Directions for this task: Please copy out all of the records below word for word, keeping every line.

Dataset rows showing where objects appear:
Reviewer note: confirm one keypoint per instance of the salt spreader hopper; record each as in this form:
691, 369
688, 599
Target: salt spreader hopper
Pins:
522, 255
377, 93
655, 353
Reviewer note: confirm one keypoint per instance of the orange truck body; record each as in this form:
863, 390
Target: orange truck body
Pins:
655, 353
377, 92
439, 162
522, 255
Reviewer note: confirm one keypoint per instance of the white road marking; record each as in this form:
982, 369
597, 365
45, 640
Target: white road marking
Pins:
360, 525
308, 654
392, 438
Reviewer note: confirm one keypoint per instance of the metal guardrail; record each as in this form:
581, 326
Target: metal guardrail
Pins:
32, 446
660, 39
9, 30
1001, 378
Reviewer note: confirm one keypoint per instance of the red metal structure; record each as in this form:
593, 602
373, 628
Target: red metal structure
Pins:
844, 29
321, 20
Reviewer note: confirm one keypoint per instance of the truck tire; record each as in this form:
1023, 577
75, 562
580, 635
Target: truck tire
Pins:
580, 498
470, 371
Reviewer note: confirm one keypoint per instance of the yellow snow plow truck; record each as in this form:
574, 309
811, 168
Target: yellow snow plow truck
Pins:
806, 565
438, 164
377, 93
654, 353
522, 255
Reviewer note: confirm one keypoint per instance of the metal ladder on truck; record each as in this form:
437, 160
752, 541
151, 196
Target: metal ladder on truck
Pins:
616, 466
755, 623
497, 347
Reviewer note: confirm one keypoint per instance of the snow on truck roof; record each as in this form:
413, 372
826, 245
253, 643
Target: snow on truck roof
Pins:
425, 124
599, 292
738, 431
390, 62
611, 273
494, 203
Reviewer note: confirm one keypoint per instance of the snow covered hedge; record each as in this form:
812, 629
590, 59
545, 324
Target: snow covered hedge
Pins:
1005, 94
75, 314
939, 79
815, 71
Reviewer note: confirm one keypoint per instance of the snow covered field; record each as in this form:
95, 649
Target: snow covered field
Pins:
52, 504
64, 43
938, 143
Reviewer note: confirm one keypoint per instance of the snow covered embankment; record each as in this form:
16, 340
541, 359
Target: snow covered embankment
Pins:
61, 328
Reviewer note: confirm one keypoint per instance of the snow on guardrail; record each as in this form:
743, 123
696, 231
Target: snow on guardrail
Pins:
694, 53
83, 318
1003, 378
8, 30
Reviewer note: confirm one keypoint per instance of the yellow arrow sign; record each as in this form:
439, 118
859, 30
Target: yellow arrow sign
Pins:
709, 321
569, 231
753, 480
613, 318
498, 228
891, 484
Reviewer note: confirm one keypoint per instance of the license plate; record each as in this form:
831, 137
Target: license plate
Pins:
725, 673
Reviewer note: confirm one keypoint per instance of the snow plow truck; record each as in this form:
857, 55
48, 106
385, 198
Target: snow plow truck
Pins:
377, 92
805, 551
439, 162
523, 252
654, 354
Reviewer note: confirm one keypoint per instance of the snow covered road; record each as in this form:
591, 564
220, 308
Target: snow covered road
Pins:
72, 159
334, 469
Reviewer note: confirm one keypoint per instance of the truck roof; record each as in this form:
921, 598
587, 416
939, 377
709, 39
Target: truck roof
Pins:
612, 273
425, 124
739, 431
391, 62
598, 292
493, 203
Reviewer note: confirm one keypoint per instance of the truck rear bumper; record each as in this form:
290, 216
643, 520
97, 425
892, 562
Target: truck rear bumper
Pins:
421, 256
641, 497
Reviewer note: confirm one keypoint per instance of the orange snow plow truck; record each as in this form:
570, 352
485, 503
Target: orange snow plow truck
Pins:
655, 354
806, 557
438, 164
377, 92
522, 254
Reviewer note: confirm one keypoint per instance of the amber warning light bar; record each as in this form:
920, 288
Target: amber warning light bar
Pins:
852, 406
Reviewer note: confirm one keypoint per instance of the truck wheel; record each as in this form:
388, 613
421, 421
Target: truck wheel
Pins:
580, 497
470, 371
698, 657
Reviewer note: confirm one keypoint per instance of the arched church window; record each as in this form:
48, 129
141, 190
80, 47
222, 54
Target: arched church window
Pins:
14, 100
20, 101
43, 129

Solution below:
Reviewer note: confirm one keypoint per instance of the salt spreader hopper; record each as in this form:
691, 369
688, 599
Target: salt spreader hopper
Pins:
522, 255
377, 93
655, 353
Reviewer note: confirm one keypoint per instance of the orange truck body; record each as in this form:
863, 390
Target: orange truck body
Pins:
655, 353
377, 92
439, 162
522, 255
Reviewer note: confirm one keypoint per instance of the white road marking; record each as in this form:
982, 369
597, 365
45, 640
Target: white road marking
Pins:
360, 525
308, 654
392, 438
Reviewer note: confirm one keypoint per instance of the metal guardrail; record each as in this form:
581, 326
Target: metal guardrail
Pins:
32, 446
660, 39
9, 30
1001, 378
Reviewer note: confirm one keypoint per instance of the red metal structure; record each as in this form:
593, 602
373, 628
Target: red metal structure
Pins:
844, 29
321, 20
Reviewer note: confirm one keypoint per instance of the truck tire; record each as in this form:
1023, 577
75, 562
580, 635
Target: truck tire
Pins:
580, 498
470, 371
Reviewer note: confirm one keypoint per instance of the yellow snow plow truck; record each as in this form:
574, 309
811, 168
Target: yellow snow plow truck
Pins:
806, 565
438, 164
377, 93
654, 353
522, 255
Reviewer note: confirm one keypoint per instance of the metal ladder on truck; record each as in this form:
437, 160
752, 541
151, 196
Target: metal ladder on truck
Pins:
616, 466
755, 623
497, 347
Reviewer note: confirm one keypoint per instance of the snow on truck roof; record each as in this form:
413, 372
826, 245
253, 643
Target: snow on truck roof
Pins:
425, 124
599, 292
738, 431
390, 62
611, 273
494, 203
Reviewer note: confirm one keypoint per instance of the snow covered hedge; record each as in this form:
812, 629
590, 59
545, 324
Target: snow covered hedge
Pins:
1005, 94
75, 314
939, 79
815, 71
Reviewer note: confirm one keypoint per instance of the snow covered field; record each as in this form:
95, 649
Target: snow covered field
Pins:
52, 504
64, 43
938, 143
Reviewer note: confirm one keypoint per instance of the snow covered embankment; record each as in this form:
16, 340
541, 359
Target: snow covered embankment
Pins:
61, 328
Reviewer note: confirm one keypoint per instance of the snow on guardrail; record each as in this form:
743, 123
696, 231
Target: snow on guardrail
Pins:
694, 53
83, 318
1003, 378
8, 30
Reviewer note: confirm one keypoint per instance of the yellow arrow sign; record each as in this form:
439, 118
859, 30
Target: yellow arrow sign
Pins:
709, 321
569, 231
753, 480
613, 318
498, 228
891, 484
Reviewer note: confirm one keypoint per instance of the license plate; record each as in this form:
831, 137
Target: license plate
Pins:
725, 673
Reviewer note: confirm one keypoint per instance of the snow plow truck; record each as in this form:
857, 55
48, 106
385, 198
Target: snow plow truck
Pins:
377, 92
805, 551
439, 162
523, 252
654, 354
Reviewer note: confirm one keypoint per instance of the snow covered road; record each as in this form:
591, 564
220, 308
Target: snow covered road
Pins:
72, 159
334, 469
Reviewer note: confirm one keypoint per instance of the truck roof; record each as in this form:
921, 598
587, 416
939, 377
709, 39
Target: truck roof
Pins:
612, 273
425, 124
739, 431
391, 62
598, 292
493, 203
Reviewer note: confirm one keypoint per instance of the truck rear bumper; record each as in this form:
290, 216
643, 520
97, 425
892, 562
Target: truck rear bumper
Pins:
421, 256
641, 497
Reviewer note: confirm one keypoint per instance of the orange snow plow truck; record each as in this form:
570, 352
485, 503
Target: orange snow plow truck
Pins:
655, 354
806, 557
438, 164
377, 92
522, 254
Reviewer note: confirm one keypoint per instance of the amber warning light bar; record each as in this form:
920, 288
Target: amber warning light bar
Pins:
852, 406
Reviewer note: confirm one keypoint per instance of the truck wheel; record each as in this form:
388, 613
421, 421
Target: truck wheel
Pins:
580, 497
470, 371
698, 657
Reviewer note: confirm one keypoint per instance of the arched church window; record each as in this form:
48, 129
141, 190
80, 47
222, 54
Target: arched church window
Pins:
14, 100
20, 101
43, 129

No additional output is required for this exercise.